Jobs:
**a.** Answer these questions using the BYD news excerpt:
(i) By what percentage did BYD's first-quarter net profit fall?
(ii) How many workers did the China Labor Watch report interview?
(iii) How many units did BYD sell in April?
**b.** Carry the BYD news excerpt forward from its last sentence.

[Begin Source excerpt]

Chinese electric vehicle giant BYD is confronting a deepening crisis as its first-quarter net profit plunged 55.4% to 4.1 billion yuan ($600 million), while the European Parliament began scrutinizing allegations of forced labor at its flagship factory in Hungary.
"Managers 'wanted to begin production of cars in January [2026], so they were rushing the project's timeline — they weren't letting workers leave,'" Li Qiang, founder of the New York-based watchdog China Labor Watch, said in translated remarks to CNBC.
The profit collapse follows a sharp 11.8% year-over-year revenue decline to 150.2 billion yuan and a 26% drop in cumulative vehicle sales in the first four months of 2026. The grim financials are compounded by a China Labor Watch report alleging contractors at BYD's Szeged, Hungary site forced thousands to work over 12 hours a day, seven days a week.
The twin crises of a domestic sales slump and serious overseas labor allegations threaten BYD's target of selling 1.5 million cars abroad in 2026. With EU tariffs already in place since 2024, the forced labor claims provide a powerful new weapon for European regulators and rival automakers, potentially derailing BYD's most critical growth strategy.
The automaker, which surpassed Tesla as the world's largest EV manufacturer in 2025, is grappling with fierce domestic price competition from rivals like Geely and Leapmotor and the scaling back of government subsidies. Its overall sales have declined for seven straight months through March, with April's sales of 321,123 units marking a 15.5% drop from the prior year, according to a company filing.
As its domestic market falters, BYD's pivot to international markets is hitting a significant political roadblock. A report published April 14 by China Labor Watch (CLW) detailed systemic labor abuses at the Szeged, Hungary factory, a cornerstone of BYD's European strategy. The report, based on interviews with 50 workers, alleges that contractors kept employees working 12+ hour shifts, seven days a week, in violation of Hungary's labor code.

[End Source excerpt]
[Begin Provided data]

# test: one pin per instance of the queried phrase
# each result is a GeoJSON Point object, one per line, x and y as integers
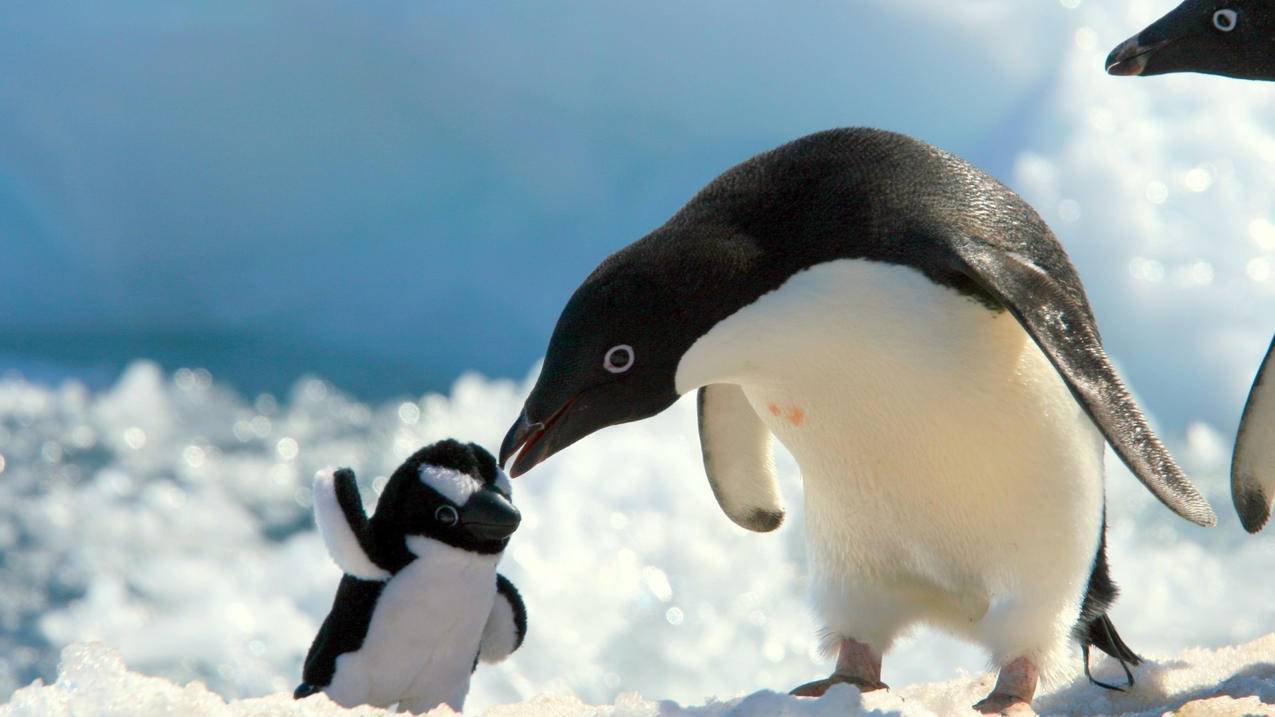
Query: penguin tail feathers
{"type": "Point", "coordinates": [1103, 635]}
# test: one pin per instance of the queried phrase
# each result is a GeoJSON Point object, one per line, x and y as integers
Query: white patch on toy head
{"type": "Point", "coordinates": [504, 485]}
{"type": "Point", "coordinates": [454, 485]}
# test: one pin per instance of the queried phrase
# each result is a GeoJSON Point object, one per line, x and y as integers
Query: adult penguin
{"type": "Point", "coordinates": [1232, 38]}
{"type": "Point", "coordinates": [914, 334]}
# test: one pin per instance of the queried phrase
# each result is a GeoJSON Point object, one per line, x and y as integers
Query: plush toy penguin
{"type": "Point", "coordinates": [421, 601]}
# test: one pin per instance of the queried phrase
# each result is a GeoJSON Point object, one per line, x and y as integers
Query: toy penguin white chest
{"type": "Point", "coordinates": [947, 470]}
{"type": "Point", "coordinates": [425, 632]}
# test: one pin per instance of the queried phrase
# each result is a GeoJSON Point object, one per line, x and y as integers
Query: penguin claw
{"type": "Point", "coordinates": [819, 687]}
{"type": "Point", "coordinates": [1001, 703]}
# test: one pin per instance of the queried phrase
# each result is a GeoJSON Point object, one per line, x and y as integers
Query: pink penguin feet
{"type": "Point", "coordinates": [856, 665]}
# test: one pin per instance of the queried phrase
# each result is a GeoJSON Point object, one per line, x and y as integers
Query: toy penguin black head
{"type": "Point", "coordinates": [1219, 37]}
{"type": "Point", "coordinates": [449, 491]}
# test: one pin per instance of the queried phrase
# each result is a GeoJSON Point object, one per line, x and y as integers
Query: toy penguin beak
{"type": "Point", "coordinates": [490, 516]}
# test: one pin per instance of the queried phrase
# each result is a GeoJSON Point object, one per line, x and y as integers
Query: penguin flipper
{"type": "Point", "coordinates": [1252, 466]}
{"type": "Point", "coordinates": [506, 625]}
{"type": "Point", "coordinates": [1066, 333]}
{"type": "Point", "coordinates": [343, 524]}
{"type": "Point", "coordinates": [737, 458]}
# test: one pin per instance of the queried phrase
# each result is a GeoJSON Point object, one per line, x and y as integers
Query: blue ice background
{"type": "Point", "coordinates": [388, 194]}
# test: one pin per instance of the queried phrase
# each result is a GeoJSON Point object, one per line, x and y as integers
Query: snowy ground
{"type": "Point", "coordinates": [94, 681]}
{"type": "Point", "coordinates": [168, 519]}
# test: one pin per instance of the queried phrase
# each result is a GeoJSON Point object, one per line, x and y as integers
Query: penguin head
{"type": "Point", "coordinates": [615, 354]}
{"type": "Point", "coordinates": [1220, 37]}
{"type": "Point", "coordinates": [453, 493]}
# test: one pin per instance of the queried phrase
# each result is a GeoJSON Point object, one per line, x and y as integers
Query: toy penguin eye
{"type": "Point", "coordinates": [619, 359]}
{"type": "Point", "coordinates": [446, 516]}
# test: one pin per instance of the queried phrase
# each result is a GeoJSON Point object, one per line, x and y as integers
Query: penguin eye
{"type": "Point", "coordinates": [619, 359]}
{"type": "Point", "coordinates": [446, 516]}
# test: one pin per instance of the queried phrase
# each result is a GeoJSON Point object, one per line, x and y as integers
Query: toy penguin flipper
{"type": "Point", "coordinates": [506, 625]}
{"type": "Point", "coordinates": [1252, 466]}
{"type": "Point", "coordinates": [1061, 324]}
{"type": "Point", "coordinates": [343, 524]}
{"type": "Point", "coordinates": [737, 458]}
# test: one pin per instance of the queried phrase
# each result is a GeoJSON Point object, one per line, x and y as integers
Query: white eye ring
{"type": "Point", "coordinates": [619, 359]}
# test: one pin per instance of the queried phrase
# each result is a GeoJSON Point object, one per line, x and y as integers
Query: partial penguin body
{"type": "Point", "coordinates": [421, 602]}
{"type": "Point", "coordinates": [950, 477]}
{"type": "Point", "coordinates": [1252, 465]}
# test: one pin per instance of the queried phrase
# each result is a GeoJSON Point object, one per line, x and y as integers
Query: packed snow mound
{"type": "Point", "coordinates": [170, 519]}
{"type": "Point", "coordinates": [93, 681]}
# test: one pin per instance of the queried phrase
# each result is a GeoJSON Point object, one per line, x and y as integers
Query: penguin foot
{"type": "Point", "coordinates": [1014, 689]}
{"type": "Point", "coordinates": [306, 689]}
{"type": "Point", "coordinates": [819, 687]}
{"type": "Point", "coordinates": [1001, 703]}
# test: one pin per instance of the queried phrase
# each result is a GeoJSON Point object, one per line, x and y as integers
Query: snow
{"type": "Point", "coordinates": [170, 519]}
{"type": "Point", "coordinates": [93, 681]}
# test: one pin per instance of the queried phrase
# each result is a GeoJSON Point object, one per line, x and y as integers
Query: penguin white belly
{"type": "Point", "coordinates": [950, 476]}
{"type": "Point", "coordinates": [423, 637]}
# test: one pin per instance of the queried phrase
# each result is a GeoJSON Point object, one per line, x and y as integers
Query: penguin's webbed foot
{"type": "Point", "coordinates": [1015, 687]}
{"type": "Point", "coordinates": [819, 687]}
{"type": "Point", "coordinates": [305, 689]}
{"type": "Point", "coordinates": [1001, 703]}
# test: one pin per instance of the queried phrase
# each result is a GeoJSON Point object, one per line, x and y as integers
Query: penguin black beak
{"type": "Point", "coordinates": [490, 516]}
{"type": "Point", "coordinates": [1130, 58]}
{"type": "Point", "coordinates": [527, 439]}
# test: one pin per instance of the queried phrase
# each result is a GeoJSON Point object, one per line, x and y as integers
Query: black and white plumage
{"type": "Point", "coordinates": [1252, 466]}
{"type": "Point", "coordinates": [918, 340]}
{"type": "Point", "coordinates": [421, 602]}
{"type": "Point", "coordinates": [1228, 37]}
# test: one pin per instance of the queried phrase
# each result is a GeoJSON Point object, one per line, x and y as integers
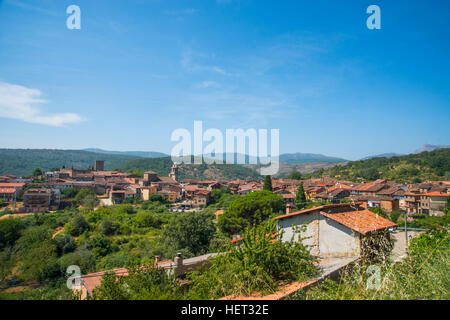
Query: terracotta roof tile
{"type": "Point", "coordinates": [364, 221]}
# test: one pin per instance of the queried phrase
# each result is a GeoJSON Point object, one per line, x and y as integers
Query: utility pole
{"type": "Point", "coordinates": [14, 207]}
{"type": "Point", "coordinates": [406, 233]}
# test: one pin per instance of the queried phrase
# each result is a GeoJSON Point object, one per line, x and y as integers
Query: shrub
{"type": "Point", "coordinates": [255, 265]}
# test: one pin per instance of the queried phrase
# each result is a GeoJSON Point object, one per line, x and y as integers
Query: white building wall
{"type": "Point", "coordinates": [325, 237]}
{"type": "Point", "coordinates": [310, 233]}
{"type": "Point", "coordinates": [336, 240]}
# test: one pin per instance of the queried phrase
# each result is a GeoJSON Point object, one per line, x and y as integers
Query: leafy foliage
{"type": "Point", "coordinates": [259, 261]}
{"type": "Point", "coordinates": [251, 209]}
{"type": "Point", "coordinates": [413, 168]}
{"type": "Point", "coordinates": [22, 162]}
{"type": "Point", "coordinates": [191, 232]}
{"type": "Point", "coordinates": [142, 283]}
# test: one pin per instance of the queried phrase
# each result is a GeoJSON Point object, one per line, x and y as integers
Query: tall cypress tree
{"type": "Point", "coordinates": [300, 197]}
{"type": "Point", "coordinates": [268, 183]}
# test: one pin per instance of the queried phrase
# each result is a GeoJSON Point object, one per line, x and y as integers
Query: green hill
{"type": "Point", "coordinates": [211, 172]}
{"type": "Point", "coordinates": [22, 162]}
{"type": "Point", "coordinates": [413, 168]}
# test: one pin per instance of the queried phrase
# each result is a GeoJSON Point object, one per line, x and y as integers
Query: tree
{"type": "Point", "coordinates": [268, 183]}
{"type": "Point", "coordinates": [9, 232]}
{"type": "Point", "coordinates": [142, 283]}
{"type": "Point", "coordinates": [295, 175]}
{"type": "Point", "coordinates": [147, 219]}
{"type": "Point", "coordinates": [257, 264]}
{"type": "Point", "coordinates": [64, 244]}
{"type": "Point", "coordinates": [108, 227]}
{"type": "Point", "coordinates": [249, 210]}
{"type": "Point", "coordinates": [300, 197]}
{"type": "Point", "coordinates": [191, 231]}
{"type": "Point", "coordinates": [86, 198]}
{"type": "Point", "coordinates": [37, 172]}
{"type": "Point", "coordinates": [77, 225]}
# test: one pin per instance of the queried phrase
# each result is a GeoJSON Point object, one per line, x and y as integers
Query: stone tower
{"type": "Point", "coordinates": [174, 172]}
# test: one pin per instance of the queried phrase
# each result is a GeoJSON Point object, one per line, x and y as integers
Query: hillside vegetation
{"type": "Point", "coordinates": [22, 162]}
{"type": "Point", "coordinates": [214, 172]}
{"type": "Point", "coordinates": [413, 168]}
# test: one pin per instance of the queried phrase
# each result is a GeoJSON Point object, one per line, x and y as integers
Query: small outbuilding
{"type": "Point", "coordinates": [336, 230]}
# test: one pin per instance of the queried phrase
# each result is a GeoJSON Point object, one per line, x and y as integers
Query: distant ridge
{"type": "Point", "coordinates": [143, 154]}
{"type": "Point", "coordinates": [308, 158]}
{"type": "Point", "coordinates": [431, 147]}
{"type": "Point", "coordinates": [383, 155]}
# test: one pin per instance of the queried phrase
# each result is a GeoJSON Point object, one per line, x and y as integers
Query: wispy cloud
{"type": "Point", "coordinates": [20, 103]}
{"type": "Point", "coordinates": [207, 84]}
{"type": "Point", "coordinates": [188, 11]}
{"type": "Point", "coordinates": [195, 62]}
{"type": "Point", "coordinates": [31, 7]}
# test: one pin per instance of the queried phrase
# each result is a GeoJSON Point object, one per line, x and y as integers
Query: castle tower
{"type": "Point", "coordinates": [174, 172]}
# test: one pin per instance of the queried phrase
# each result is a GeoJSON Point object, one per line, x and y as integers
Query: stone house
{"type": "Point", "coordinates": [335, 230]}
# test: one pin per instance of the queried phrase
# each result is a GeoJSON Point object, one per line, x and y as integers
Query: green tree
{"type": "Point", "coordinates": [146, 219]}
{"type": "Point", "coordinates": [109, 227]}
{"type": "Point", "coordinates": [85, 197]}
{"type": "Point", "coordinates": [268, 183]}
{"type": "Point", "coordinates": [295, 175]}
{"type": "Point", "coordinates": [142, 283]}
{"type": "Point", "coordinates": [9, 232]}
{"type": "Point", "coordinates": [37, 172]}
{"type": "Point", "coordinates": [77, 225]}
{"type": "Point", "coordinates": [251, 209]}
{"type": "Point", "coordinates": [300, 197]}
{"type": "Point", "coordinates": [64, 244]}
{"type": "Point", "coordinates": [256, 264]}
{"type": "Point", "coordinates": [191, 231]}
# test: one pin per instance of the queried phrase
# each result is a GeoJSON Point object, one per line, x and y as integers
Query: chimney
{"type": "Point", "coordinates": [178, 260]}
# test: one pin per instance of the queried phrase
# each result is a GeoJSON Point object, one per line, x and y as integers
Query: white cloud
{"type": "Point", "coordinates": [207, 84]}
{"type": "Point", "coordinates": [188, 63]}
{"type": "Point", "coordinates": [18, 102]}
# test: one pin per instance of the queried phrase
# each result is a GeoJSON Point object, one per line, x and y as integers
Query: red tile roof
{"type": "Point", "coordinates": [363, 221]}
{"type": "Point", "coordinates": [12, 185]}
{"type": "Point", "coordinates": [328, 206]}
{"type": "Point", "coordinates": [7, 190]}
{"type": "Point", "coordinates": [436, 194]}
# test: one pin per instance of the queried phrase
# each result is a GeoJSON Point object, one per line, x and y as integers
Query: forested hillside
{"type": "Point", "coordinates": [22, 162]}
{"type": "Point", "coordinates": [162, 167]}
{"type": "Point", "coordinates": [413, 168]}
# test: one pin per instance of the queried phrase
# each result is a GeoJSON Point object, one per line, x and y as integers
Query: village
{"type": "Point", "coordinates": [339, 225]}
{"type": "Point", "coordinates": [24, 195]}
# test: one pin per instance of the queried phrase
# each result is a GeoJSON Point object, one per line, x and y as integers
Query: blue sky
{"type": "Point", "coordinates": [137, 70]}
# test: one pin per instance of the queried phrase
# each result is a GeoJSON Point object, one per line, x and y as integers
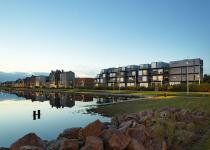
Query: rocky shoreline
{"type": "Point", "coordinates": [162, 129]}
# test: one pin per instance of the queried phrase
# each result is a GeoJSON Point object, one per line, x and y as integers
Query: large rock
{"type": "Point", "coordinates": [93, 129]}
{"type": "Point", "coordinates": [93, 143]}
{"type": "Point", "coordinates": [139, 134]}
{"type": "Point", "coordinates": [69, 144]}
{"type": "Point", "coordinates": [64, 144]}
{"type": "Point", "coordinates": [30, 139]}
{"type": "Point", "coordinates": [118, 141]}
{"type": "Point", "coordinates": [72, 133]}
{"type": "Point", "coordinates": [134, 145]}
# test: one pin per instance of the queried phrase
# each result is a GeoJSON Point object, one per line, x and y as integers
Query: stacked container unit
{"type": "Point", "coordinates": [144, 75]}
{"type": "Point", "coordinates": [112, 77]}
{"type": "Point", "coordinates": [132, 75]}
{"type": "Point", "coordinates": [121, 77]}
{"type": "Point", "coordinates": [101, 79]}
{"type": "Point", "coordinates": [183, 70]}
{"type": "Point", "coordinates": [159, 73]}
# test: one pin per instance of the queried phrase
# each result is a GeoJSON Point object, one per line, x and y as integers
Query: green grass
{"type": "Point", "coordinates": [204, 144]}
{"type": "Point", "coordinates": [192, 103]}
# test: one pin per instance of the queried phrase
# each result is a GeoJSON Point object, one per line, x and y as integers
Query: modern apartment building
{"type": "Point", "coordinates": [67, 79]}
{"type": "Point", "coordinates": [144, 75]}
{"type": "Point", "coordinates": [190, 70]}
{"type": "Point", "coordinates": [159, 73]}
{"type": "Point", "coordinates": [156, 73]}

[End Provided data]

Task-by-task outputs:
**a.**
(i) 55.4%
(ii) 50
(iii) 321,123

**b.**
The allegations have been formally raised by three members of the European Parliament to the European Commission, marking the first time a Chinese-owned auto business in the EU has faced such scrutiny. The situation is exacerbated by reports of worker deaths on site, with Hungary's National Ambulance Service confirming it was called to the factory 12 times since February 1, with one resulting in a death.
The controversy is amplified by the involvement of contractor AIM Construction Hungary, a subsidiary of Jinjiang Construction Group. The same parent company was linked by Brazilian labor authorities to conditions "analogous to slavery" at a BYD factory site in Brazil in 2024, a scandal that led to BYD being briefly added to a government blacklist.
Despite the headwinds, BYD is aggressively pushing overseas, with exports of 135,098 vehicles in April rising 12.5% from the previous month. Vincent Sun, an analyst at Morningstar, projected BYD’s exports would rise 25% to 30% this year. However, the political and reputational fallout from the labor allegations could jeopardize this growth, particularly in the brand-conscious European market where BYD's registrations had more than doubled in the first two months of the year.
This article is for informational purposes only and does not constitute investment advice.